Problem:
Starting from the line that holds "Target: paved ground", print each remaining line of the entries exactly, ending with the last.

Data section start

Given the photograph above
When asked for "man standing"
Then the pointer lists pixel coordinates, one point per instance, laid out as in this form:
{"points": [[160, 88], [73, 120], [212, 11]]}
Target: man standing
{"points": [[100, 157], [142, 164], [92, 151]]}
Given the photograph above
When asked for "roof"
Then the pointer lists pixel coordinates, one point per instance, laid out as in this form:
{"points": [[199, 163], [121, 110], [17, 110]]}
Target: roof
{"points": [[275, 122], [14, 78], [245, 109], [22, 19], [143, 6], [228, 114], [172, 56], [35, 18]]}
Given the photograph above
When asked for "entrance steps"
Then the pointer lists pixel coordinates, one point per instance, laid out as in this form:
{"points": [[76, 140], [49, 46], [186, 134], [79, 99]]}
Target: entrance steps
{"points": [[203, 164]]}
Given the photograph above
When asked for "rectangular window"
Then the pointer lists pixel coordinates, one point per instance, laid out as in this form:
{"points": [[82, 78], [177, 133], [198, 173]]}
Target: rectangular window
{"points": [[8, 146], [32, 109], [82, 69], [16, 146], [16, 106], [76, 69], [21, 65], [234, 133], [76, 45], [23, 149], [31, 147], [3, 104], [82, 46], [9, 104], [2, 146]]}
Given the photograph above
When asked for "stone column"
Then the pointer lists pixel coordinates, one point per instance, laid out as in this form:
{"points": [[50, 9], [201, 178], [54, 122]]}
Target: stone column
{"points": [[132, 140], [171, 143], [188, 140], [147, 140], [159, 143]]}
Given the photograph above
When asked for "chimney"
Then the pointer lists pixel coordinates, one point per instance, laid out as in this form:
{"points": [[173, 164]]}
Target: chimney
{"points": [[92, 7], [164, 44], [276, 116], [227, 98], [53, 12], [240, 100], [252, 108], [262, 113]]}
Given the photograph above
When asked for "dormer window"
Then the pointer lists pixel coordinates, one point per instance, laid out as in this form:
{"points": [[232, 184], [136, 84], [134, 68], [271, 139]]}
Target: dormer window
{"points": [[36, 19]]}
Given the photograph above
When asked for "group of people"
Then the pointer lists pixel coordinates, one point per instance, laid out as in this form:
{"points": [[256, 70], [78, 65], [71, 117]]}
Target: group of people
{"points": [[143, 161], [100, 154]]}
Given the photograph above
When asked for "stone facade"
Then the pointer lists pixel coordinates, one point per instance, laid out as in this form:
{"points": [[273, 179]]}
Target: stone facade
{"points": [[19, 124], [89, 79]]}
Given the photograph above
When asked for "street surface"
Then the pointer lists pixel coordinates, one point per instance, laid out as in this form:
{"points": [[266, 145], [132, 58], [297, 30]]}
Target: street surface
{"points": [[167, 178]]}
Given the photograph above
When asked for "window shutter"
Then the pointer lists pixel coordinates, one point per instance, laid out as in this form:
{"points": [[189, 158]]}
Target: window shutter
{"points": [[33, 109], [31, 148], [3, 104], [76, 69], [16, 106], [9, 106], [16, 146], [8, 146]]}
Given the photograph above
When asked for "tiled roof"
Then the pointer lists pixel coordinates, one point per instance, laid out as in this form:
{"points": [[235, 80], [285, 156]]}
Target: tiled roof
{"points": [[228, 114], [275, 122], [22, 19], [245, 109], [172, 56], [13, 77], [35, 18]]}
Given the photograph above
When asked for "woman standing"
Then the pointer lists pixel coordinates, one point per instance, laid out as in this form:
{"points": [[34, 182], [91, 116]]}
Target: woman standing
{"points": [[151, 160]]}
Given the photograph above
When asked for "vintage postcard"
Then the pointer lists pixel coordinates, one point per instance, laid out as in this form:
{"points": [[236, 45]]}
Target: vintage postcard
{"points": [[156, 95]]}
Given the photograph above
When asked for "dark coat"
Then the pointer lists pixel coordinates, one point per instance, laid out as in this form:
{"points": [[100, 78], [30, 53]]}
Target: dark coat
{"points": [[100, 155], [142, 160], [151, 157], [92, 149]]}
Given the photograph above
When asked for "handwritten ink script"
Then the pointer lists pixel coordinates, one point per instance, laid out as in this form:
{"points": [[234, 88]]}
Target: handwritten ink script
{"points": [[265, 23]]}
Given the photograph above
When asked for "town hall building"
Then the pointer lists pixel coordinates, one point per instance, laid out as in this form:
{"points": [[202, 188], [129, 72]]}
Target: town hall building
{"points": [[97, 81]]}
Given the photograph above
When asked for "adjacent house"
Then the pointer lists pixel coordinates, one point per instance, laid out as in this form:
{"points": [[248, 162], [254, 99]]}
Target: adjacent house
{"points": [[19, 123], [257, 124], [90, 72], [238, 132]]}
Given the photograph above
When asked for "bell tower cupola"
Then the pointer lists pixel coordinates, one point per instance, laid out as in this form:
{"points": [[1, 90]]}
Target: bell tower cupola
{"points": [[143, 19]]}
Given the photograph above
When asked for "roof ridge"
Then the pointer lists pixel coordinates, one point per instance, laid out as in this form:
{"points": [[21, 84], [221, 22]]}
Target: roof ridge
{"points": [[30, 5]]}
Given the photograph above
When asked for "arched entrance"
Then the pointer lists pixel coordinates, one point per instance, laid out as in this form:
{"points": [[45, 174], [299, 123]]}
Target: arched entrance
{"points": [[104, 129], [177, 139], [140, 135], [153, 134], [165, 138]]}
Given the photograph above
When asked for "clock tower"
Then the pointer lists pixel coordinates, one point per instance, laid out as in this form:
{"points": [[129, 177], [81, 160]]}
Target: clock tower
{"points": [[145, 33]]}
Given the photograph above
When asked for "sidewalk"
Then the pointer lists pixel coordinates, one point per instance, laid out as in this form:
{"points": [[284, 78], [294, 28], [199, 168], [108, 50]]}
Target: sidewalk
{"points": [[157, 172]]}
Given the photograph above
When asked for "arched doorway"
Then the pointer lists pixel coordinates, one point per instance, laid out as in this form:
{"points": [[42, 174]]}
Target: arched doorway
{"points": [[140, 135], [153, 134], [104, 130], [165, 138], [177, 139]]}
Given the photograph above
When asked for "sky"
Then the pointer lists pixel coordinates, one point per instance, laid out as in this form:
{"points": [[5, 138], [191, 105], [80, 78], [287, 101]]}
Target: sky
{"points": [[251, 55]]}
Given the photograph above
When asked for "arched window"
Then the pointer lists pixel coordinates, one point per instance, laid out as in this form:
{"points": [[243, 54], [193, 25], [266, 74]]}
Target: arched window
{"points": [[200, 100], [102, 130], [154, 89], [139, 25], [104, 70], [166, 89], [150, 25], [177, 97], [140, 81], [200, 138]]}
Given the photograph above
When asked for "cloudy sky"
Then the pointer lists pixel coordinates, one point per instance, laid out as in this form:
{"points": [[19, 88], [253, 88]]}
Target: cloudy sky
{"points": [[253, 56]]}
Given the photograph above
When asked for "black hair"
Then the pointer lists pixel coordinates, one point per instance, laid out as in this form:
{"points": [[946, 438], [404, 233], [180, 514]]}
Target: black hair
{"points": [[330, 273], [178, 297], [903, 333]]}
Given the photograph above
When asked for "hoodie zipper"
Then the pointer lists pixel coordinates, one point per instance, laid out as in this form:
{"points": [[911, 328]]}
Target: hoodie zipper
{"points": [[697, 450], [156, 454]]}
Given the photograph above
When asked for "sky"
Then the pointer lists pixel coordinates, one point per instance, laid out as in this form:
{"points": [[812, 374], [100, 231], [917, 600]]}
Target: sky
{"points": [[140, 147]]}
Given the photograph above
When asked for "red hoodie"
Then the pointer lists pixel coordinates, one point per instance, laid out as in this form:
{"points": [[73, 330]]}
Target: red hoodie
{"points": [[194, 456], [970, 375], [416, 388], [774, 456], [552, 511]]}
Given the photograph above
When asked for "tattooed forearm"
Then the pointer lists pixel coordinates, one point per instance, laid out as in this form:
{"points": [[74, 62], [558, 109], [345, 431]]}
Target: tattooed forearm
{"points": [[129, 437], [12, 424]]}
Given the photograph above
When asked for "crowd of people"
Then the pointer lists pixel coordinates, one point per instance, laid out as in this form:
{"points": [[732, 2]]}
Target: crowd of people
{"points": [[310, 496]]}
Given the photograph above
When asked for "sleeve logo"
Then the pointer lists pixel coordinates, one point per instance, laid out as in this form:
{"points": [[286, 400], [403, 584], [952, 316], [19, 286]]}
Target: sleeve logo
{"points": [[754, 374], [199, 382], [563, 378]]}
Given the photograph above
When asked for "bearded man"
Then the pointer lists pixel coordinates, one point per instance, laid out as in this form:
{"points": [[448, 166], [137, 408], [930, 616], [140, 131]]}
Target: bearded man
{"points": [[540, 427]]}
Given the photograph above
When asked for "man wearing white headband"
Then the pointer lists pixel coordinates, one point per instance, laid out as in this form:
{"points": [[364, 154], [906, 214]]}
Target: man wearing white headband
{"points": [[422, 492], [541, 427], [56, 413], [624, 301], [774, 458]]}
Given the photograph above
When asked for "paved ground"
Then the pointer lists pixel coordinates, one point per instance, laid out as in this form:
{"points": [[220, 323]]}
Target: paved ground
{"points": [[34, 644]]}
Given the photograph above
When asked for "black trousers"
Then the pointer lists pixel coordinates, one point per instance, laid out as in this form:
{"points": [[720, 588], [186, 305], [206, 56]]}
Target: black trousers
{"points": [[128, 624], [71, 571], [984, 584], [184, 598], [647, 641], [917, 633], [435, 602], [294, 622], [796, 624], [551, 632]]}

Data section end

Answer:
Target: paved ground
{"points": [[34, 644]]}
Given the photograph above
When asked for "black trousers"
Then the pointer lists pixel coordinates, one point per instance, laid out as in this form:
{"points": [[720, 588], [186, 305], [206, 56]]}
Target: black trousers
{"points": [[128, 624], [71, 571], [984, 584], [184, 598], [647, 641], [917, 633], [435, 602], [294, 622], [796, 624], [551, 632]]}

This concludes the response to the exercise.